Task to carry out: Can you quote every one of the records below word for word, leaving out the pictures?

[Stored records]
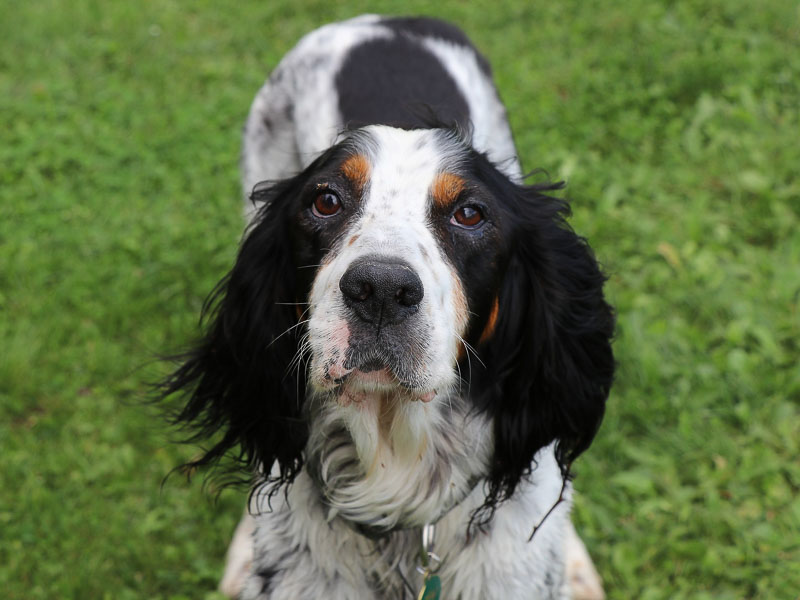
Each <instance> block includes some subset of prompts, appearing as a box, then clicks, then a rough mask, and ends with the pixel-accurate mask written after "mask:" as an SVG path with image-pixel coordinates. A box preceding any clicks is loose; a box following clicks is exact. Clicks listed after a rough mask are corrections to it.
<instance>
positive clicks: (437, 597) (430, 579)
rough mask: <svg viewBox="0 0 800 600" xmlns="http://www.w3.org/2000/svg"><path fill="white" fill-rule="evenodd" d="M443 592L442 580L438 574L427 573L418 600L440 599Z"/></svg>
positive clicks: (432, 599)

Result of the exercise:
Each <instance> block includes some subset of prompts, appearing as a box, then clicks, then a rough mask, and ends with the pixel-accurate mask written after "mask:" as an SVG path with image-pixel coordinates. A box preceding any clicks is loose; a box following clicks is exact. Clicks listed after a rough mask are corrections to it.
<instance>
positive clicks: (437, 597) (430, 579)
rough mask: <svg viewBox="0 0 800 600" xmlns="http://www.w3.org/2000/svg"><path fill="white" fill-rule="evenodd" d="M443 592L442 580L438 574L427 573L418 600L440 599Z"/></svg>
positive clicks: (432, 599)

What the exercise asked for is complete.